# Описание задания
Повторите слово в слово часть фрагмента об архитектурном стиле, начиная со слов «Свою просветительскую цель» и заканчивая словами «дворец на Ваппере.».

Свою просветительскую цель он, впрочем, ясно выразил в предисловии к книге: «Мы видим, что в нашем краю устаревает и постепенно исчезает тот архитектурный стиль, который принято называть варварским или готическим; мы видим также, что люди со вкусом, к счастью и вящей красоте нашей родины, понемногу начинают отдавать предпочтение архитектуре, основанной на истинной симметрии и законах, установленных древними греками и римлянами. Примером тому — великолепные церкви, которые достопочтенный орден иезуитов недавно выстроил в Брюсселе и Антверпене. Нет никаких сомнений, что изменение к лучшему стиля церквей послужит возвеличиванию достоинства церковных богослужений». 190Далее автор развивает мысль о необходимости нового подхода и в строительстве зданий частного характера, одним из конкретных примеров которых стал его собственный дворец на Ваппере.

(Сохранённые записи данных)
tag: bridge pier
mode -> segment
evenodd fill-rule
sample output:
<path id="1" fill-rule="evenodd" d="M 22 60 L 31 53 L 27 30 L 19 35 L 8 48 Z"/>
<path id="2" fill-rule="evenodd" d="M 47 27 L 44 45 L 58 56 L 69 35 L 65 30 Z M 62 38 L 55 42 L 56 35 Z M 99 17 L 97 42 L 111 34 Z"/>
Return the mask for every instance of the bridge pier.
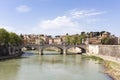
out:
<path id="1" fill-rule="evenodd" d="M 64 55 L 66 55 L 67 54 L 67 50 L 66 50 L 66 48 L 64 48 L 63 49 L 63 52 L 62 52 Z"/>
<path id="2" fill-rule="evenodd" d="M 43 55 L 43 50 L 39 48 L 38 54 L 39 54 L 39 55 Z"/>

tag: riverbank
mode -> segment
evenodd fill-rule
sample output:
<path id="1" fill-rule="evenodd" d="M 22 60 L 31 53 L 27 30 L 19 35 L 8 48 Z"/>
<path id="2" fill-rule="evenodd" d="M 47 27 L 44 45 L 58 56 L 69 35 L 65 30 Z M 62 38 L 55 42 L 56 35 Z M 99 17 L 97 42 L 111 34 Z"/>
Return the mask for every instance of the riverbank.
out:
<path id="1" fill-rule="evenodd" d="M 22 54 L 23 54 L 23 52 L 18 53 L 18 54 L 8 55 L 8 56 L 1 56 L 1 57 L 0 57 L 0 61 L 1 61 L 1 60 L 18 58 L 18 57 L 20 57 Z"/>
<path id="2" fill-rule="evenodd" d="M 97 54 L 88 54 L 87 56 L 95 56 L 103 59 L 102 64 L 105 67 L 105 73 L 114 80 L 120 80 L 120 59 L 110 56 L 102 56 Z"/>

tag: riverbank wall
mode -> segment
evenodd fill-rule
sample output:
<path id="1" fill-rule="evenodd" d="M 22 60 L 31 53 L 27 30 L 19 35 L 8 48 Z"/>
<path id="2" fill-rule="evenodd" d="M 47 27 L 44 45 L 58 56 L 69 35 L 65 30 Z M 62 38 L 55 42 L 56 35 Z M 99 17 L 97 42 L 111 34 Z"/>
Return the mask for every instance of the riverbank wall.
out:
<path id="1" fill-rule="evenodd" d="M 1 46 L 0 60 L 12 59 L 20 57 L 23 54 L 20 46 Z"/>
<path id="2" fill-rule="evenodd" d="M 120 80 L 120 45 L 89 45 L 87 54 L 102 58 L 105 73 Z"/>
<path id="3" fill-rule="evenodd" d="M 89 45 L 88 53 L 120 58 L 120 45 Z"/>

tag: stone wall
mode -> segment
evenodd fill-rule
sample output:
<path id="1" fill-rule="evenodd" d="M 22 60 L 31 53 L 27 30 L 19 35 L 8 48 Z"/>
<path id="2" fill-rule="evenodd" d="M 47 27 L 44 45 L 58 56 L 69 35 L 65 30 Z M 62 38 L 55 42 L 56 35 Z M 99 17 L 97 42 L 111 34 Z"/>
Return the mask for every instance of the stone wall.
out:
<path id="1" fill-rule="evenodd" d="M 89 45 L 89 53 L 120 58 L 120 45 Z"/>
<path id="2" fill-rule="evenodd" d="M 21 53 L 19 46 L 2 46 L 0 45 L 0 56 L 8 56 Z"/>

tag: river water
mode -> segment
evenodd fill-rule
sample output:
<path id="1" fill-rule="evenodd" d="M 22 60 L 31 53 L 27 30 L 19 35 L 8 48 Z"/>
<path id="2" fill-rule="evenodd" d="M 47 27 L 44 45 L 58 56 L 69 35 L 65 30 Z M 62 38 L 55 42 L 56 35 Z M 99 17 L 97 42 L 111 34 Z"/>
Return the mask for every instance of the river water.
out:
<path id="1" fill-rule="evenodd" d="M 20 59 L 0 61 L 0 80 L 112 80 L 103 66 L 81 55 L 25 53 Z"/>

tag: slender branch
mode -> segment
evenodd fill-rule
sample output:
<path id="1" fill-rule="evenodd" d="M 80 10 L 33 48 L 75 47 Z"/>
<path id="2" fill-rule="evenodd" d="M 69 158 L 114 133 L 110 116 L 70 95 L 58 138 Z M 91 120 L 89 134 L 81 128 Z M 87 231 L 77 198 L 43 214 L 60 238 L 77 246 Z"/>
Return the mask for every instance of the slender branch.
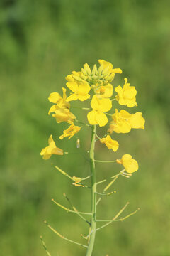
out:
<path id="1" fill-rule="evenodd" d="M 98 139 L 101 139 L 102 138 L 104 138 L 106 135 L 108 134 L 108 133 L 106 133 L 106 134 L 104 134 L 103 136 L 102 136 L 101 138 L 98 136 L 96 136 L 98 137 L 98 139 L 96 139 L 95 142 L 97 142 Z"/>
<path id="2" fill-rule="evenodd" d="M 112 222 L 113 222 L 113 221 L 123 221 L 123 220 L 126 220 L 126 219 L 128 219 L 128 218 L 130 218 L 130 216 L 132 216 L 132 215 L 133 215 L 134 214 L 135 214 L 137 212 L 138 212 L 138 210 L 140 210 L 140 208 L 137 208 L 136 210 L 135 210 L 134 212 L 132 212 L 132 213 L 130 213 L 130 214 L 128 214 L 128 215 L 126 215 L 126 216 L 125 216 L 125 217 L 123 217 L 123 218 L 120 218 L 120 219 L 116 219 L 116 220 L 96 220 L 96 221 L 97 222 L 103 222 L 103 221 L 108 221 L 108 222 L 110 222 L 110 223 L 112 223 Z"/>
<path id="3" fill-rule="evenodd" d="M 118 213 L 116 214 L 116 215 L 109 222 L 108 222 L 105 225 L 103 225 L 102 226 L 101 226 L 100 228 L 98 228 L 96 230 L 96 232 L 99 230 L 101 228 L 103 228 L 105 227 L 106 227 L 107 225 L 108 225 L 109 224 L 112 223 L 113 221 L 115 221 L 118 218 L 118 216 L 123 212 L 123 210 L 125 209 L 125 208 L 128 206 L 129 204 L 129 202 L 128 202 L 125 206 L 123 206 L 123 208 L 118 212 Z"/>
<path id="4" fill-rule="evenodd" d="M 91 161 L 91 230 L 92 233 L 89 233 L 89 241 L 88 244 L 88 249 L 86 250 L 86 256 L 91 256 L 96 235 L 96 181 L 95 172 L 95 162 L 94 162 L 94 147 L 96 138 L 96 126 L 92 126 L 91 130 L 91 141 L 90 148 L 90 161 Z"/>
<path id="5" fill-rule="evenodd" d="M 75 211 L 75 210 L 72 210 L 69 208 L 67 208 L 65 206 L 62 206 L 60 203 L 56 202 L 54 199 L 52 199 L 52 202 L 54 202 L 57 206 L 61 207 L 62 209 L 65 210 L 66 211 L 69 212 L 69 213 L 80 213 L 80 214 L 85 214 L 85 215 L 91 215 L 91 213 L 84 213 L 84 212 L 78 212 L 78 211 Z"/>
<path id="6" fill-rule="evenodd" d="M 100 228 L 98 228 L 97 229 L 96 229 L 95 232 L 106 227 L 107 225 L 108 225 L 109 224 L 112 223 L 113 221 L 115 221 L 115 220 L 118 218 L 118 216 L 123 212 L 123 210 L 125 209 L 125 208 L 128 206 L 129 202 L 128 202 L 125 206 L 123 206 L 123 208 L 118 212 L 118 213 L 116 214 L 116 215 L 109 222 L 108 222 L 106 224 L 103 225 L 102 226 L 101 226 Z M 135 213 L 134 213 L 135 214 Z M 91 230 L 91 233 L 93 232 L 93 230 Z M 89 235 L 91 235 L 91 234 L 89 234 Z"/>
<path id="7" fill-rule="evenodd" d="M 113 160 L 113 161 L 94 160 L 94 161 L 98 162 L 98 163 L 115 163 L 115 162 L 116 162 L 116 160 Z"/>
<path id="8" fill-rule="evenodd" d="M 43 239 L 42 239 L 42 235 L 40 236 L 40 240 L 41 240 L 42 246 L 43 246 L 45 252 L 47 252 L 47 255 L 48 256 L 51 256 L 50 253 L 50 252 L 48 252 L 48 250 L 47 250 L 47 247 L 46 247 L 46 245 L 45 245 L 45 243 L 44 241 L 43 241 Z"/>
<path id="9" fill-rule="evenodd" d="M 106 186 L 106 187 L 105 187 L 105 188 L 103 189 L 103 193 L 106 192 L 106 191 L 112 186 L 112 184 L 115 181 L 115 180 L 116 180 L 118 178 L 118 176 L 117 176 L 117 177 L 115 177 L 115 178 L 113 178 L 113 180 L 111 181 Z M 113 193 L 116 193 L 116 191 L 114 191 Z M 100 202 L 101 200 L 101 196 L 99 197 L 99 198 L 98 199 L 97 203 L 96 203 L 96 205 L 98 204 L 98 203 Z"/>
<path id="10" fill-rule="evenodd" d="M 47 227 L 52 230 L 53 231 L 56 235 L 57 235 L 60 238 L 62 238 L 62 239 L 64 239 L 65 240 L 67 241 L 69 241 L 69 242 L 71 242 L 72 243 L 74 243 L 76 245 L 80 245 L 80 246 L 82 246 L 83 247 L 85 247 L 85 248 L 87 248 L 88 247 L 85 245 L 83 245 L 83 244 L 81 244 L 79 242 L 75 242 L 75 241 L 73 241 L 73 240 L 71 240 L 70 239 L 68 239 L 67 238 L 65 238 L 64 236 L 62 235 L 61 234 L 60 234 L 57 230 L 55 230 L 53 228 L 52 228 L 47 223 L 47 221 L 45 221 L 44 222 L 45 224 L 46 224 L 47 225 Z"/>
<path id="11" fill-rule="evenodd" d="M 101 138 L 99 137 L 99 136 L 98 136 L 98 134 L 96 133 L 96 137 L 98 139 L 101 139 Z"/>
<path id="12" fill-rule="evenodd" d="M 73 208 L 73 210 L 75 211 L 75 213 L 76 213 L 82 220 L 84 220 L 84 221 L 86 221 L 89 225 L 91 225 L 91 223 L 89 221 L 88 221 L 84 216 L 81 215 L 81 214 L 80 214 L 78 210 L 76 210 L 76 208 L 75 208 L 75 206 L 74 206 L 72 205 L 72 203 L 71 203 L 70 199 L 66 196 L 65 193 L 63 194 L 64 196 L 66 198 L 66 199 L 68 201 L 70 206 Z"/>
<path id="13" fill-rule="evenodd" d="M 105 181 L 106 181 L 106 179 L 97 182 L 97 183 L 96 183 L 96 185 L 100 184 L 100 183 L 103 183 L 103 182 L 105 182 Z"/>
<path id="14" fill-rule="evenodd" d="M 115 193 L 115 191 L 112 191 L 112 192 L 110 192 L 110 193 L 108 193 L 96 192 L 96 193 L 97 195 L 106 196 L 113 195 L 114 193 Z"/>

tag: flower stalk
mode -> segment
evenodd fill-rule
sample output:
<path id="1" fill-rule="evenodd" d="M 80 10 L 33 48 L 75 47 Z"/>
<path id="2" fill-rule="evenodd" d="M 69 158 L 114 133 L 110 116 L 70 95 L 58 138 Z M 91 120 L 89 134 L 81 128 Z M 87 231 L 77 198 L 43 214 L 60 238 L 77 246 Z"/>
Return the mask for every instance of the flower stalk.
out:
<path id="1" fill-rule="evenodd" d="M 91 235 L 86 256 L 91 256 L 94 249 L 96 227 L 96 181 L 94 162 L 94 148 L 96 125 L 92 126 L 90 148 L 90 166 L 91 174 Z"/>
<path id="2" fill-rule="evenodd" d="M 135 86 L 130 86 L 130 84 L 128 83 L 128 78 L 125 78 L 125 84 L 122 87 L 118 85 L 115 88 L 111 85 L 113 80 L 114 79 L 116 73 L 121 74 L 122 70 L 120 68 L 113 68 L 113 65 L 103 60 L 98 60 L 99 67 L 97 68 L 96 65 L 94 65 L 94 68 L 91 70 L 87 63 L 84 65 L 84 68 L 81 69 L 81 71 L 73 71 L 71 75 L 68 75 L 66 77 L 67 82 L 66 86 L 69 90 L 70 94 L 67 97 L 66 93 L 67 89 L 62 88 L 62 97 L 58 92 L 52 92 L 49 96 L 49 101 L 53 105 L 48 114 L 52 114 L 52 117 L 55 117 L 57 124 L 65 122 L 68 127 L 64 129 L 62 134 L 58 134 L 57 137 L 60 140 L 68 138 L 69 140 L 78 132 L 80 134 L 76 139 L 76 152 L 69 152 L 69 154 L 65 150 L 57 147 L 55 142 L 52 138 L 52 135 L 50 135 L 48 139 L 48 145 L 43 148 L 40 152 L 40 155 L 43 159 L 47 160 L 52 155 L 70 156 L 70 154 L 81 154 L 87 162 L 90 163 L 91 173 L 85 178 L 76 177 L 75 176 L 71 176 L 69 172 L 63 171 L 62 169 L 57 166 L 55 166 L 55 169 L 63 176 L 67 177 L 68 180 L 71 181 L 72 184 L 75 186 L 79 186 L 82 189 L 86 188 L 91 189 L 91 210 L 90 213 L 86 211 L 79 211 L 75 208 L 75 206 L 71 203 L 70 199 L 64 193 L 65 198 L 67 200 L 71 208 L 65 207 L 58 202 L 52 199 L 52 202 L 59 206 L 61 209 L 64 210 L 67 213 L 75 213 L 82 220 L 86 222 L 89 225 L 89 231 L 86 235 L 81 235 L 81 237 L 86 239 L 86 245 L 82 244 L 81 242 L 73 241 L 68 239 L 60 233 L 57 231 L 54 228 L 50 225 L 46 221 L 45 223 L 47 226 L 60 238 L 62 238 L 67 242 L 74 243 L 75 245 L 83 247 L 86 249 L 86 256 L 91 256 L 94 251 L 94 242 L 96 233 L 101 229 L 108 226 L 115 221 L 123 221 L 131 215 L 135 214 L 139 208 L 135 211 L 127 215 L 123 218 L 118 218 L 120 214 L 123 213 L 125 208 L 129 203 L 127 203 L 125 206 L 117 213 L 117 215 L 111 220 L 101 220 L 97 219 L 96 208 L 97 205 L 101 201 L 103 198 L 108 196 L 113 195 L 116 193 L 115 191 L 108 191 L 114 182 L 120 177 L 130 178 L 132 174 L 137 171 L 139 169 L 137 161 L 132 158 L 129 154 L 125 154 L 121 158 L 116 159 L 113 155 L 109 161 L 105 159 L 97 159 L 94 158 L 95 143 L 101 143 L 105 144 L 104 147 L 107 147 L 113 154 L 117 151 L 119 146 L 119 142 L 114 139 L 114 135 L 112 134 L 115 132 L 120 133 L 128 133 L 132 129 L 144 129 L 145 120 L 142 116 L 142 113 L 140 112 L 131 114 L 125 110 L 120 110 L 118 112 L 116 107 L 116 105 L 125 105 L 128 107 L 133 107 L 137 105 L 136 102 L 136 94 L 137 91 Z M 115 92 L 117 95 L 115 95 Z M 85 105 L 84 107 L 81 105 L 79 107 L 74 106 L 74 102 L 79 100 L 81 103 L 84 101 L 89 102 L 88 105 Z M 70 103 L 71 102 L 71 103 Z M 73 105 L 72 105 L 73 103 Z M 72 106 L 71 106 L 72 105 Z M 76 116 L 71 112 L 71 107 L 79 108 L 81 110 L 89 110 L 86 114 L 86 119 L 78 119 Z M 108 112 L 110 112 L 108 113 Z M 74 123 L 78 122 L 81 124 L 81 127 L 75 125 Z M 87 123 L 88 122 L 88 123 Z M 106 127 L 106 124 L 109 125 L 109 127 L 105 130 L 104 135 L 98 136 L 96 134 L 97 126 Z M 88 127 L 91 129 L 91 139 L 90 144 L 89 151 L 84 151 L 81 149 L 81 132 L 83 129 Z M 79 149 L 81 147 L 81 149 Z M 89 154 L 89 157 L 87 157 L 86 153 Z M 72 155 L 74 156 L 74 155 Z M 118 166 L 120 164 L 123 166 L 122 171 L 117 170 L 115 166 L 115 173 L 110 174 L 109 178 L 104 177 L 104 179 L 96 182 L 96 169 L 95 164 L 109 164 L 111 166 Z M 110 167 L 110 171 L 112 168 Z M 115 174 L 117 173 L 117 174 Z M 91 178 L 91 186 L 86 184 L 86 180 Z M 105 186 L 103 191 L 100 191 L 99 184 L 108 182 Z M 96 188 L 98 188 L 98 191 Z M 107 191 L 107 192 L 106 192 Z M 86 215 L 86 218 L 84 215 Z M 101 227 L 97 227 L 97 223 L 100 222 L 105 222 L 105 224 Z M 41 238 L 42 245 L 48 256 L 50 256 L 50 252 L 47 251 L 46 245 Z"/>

# Результат задания
Свою просветительскую цель он, впрочем, ясно выразил в предисловии к книге: «Мы видим, что в нашем краю устаревает и постепенно исчезает тот архитектурный стиль, который принято называть варварским или готическим; мы видим также, что люди со вкусом, к счастью и вящей красоте нашей родины, понемногу начинают отдавать предпочтение архитектуре, основанной на истинной симметрии и законах, установленных древними греками и римлянами. Примером тому — великолепные церкви, которые достопочтенный орден иезуитов недавно выстроил в Брюсселе и Антверпене. Нет никаких сомнений, что изменение к лучшему стиля церквей послужит возвеличиванию достоинства церковных богослужений». 190Далее автор развивает мысль о необходимости нового подхода и в строительстве зданий частного характера, одним из конкретных примеров которых стал его собственный дворец на Ваппере.